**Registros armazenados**
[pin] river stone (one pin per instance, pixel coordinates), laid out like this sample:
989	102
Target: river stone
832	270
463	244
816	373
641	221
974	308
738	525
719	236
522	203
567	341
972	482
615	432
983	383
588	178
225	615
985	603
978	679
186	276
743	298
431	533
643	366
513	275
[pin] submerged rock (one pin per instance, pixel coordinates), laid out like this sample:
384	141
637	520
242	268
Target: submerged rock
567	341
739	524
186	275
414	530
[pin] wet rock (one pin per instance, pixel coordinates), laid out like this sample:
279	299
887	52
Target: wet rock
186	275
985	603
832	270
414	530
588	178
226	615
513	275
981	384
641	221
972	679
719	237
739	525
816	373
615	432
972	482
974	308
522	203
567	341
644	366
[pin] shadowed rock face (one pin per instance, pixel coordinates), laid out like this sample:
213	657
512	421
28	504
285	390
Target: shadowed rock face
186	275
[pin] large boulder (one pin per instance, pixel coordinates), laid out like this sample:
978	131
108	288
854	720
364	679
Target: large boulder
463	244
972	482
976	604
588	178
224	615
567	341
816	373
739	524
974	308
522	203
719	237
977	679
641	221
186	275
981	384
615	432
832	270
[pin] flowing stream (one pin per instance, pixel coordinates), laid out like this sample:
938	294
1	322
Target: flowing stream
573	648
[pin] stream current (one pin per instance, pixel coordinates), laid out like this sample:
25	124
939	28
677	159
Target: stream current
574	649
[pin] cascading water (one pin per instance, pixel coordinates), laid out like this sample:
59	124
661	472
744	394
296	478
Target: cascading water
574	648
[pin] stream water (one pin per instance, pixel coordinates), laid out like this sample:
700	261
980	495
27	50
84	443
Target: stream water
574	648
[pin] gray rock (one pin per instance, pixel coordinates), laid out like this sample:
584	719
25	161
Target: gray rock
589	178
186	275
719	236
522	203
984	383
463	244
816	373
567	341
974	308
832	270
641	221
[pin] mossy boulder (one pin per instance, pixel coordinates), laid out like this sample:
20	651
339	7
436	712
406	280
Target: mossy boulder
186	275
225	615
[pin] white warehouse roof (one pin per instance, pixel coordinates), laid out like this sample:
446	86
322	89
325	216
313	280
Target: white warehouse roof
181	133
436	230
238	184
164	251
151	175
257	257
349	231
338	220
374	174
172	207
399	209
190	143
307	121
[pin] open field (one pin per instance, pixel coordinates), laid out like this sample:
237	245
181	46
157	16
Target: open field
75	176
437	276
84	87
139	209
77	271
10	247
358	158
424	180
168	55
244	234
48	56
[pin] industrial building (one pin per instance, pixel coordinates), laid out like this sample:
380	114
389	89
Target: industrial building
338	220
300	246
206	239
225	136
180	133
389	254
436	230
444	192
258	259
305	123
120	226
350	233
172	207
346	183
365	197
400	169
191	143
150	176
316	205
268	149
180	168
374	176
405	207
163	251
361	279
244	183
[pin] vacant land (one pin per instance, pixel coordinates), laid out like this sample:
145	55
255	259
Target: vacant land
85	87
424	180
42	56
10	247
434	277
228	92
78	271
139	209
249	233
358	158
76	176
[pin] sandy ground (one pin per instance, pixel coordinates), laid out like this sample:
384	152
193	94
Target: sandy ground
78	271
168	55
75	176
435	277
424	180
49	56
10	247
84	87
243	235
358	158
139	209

---

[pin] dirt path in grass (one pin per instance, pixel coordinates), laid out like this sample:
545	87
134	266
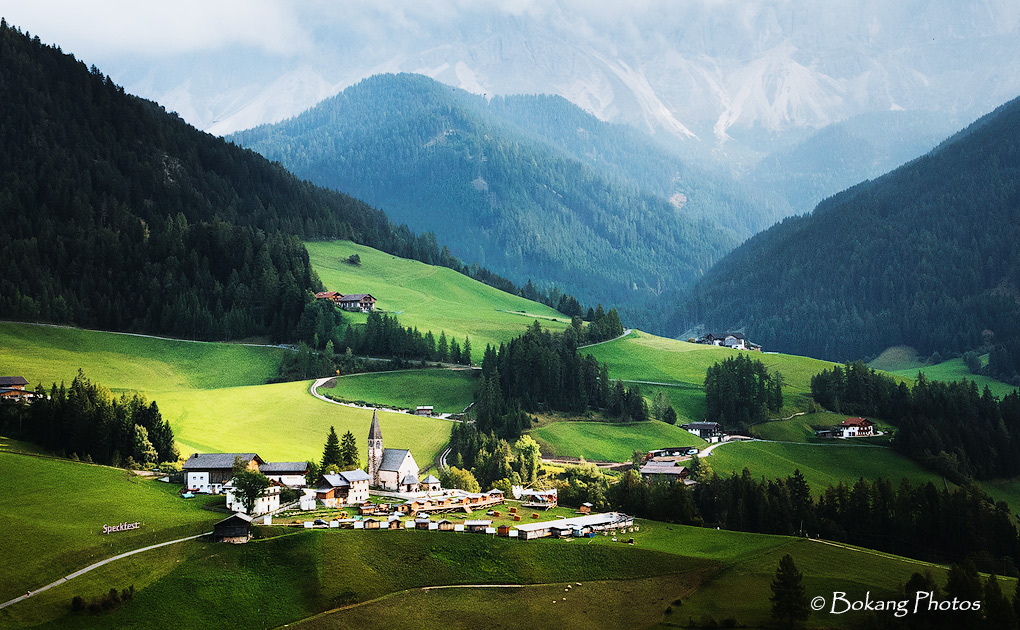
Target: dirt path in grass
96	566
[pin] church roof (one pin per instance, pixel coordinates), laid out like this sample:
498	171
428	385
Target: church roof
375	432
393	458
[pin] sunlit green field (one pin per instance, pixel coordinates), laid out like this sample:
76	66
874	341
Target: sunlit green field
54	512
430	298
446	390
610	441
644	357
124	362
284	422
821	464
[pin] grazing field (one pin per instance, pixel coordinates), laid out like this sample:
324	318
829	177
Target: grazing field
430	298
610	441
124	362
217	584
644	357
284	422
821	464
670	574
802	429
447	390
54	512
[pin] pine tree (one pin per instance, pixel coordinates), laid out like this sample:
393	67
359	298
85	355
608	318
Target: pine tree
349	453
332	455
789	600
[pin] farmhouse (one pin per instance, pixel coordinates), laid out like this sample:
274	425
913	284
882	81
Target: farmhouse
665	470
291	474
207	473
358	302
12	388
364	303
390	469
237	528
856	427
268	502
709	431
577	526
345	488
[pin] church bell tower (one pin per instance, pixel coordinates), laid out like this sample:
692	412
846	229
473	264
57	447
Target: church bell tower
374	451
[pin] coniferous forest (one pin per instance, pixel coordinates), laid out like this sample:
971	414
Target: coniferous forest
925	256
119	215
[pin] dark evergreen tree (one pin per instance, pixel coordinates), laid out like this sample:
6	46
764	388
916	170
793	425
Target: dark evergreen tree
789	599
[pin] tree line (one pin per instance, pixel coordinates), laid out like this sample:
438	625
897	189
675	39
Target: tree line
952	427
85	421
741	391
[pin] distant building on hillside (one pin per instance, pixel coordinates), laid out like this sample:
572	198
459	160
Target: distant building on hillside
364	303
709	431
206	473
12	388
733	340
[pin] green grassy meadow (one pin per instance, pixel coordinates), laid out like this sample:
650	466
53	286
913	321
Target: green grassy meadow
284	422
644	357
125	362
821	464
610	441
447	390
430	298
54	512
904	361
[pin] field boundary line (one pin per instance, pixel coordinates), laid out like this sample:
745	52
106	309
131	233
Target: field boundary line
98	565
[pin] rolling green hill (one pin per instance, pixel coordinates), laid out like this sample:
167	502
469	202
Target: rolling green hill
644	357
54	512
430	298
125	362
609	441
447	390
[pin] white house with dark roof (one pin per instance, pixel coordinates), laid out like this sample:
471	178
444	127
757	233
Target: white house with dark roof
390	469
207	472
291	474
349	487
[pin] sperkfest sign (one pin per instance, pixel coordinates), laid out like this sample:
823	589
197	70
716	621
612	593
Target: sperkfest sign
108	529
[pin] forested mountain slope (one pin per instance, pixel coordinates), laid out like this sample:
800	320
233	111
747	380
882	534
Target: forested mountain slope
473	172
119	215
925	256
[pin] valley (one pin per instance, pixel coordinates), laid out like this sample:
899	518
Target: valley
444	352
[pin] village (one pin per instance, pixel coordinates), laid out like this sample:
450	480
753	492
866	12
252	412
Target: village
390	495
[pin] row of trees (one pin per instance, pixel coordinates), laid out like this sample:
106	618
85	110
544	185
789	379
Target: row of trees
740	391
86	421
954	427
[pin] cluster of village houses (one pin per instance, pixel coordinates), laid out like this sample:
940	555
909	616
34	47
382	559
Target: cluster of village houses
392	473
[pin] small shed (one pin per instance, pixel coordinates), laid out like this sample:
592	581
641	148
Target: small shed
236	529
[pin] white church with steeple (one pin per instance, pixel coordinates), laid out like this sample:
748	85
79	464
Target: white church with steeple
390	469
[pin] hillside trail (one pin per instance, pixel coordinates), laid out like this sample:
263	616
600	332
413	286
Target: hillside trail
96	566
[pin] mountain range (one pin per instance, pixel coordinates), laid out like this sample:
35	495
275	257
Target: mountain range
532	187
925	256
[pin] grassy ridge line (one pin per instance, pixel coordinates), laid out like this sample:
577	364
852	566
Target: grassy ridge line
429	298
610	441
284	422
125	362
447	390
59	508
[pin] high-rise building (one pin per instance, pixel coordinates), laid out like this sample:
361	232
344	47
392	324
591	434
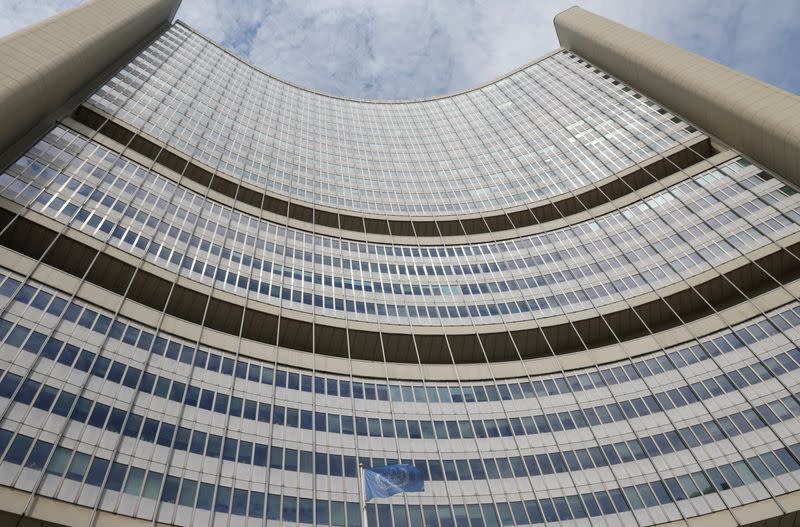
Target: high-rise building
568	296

...

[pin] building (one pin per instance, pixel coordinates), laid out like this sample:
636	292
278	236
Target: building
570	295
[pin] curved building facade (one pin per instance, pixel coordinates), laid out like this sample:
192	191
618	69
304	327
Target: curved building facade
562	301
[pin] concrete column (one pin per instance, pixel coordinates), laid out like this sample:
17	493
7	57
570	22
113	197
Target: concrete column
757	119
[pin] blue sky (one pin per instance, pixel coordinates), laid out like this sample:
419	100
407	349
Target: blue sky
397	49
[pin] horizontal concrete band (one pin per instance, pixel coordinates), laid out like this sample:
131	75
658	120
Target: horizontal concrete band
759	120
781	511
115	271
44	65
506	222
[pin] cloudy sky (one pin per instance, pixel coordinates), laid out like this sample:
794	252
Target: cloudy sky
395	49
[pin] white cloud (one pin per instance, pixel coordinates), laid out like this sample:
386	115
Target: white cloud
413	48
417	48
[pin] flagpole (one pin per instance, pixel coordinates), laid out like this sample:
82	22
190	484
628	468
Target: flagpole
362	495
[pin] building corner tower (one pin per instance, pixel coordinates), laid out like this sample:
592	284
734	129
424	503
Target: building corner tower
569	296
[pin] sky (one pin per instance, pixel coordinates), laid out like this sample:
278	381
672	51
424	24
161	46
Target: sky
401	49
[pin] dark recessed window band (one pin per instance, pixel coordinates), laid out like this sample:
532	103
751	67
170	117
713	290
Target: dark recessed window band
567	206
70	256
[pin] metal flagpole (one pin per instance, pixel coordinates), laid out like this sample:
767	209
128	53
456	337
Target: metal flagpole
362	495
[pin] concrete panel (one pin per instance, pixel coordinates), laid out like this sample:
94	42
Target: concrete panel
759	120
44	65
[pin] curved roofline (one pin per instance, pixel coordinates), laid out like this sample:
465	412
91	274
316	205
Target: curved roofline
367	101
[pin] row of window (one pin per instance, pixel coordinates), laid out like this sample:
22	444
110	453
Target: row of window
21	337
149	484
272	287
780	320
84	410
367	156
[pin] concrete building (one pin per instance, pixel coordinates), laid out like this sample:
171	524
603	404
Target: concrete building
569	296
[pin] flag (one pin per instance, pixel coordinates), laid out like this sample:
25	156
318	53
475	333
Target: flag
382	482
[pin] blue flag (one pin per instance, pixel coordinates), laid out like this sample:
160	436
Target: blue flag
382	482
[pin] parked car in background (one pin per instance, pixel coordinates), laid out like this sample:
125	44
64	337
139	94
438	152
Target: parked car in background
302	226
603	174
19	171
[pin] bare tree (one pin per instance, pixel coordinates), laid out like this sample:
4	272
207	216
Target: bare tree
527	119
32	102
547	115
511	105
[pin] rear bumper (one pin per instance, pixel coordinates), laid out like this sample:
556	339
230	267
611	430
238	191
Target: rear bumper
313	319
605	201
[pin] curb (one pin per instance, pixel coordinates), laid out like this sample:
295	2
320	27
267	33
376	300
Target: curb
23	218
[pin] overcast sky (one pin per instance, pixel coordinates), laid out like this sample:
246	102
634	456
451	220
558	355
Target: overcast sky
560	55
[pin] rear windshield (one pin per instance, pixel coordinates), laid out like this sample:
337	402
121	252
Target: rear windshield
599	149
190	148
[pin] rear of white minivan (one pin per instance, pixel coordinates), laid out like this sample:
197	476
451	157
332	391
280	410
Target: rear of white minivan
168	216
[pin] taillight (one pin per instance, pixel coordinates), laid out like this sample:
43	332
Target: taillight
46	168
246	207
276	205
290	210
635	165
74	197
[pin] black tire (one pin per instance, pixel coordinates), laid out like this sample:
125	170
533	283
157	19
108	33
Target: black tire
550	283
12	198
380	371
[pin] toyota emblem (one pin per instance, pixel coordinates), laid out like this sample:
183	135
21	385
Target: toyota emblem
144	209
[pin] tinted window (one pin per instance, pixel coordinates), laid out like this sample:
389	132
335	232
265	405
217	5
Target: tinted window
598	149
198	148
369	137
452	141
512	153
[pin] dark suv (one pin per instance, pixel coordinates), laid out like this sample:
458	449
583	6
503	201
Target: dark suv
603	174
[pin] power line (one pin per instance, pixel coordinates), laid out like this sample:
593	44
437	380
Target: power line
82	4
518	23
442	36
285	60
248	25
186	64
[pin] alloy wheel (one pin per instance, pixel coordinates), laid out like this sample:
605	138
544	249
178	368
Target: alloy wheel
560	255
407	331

**Enunciado da tarefa**
Determine em quantas linhas dos registros aparece a palavra "bare", diferenciando maiúsculas de minúsculas, e responda apenas com o número.

**Resposta escrita**
2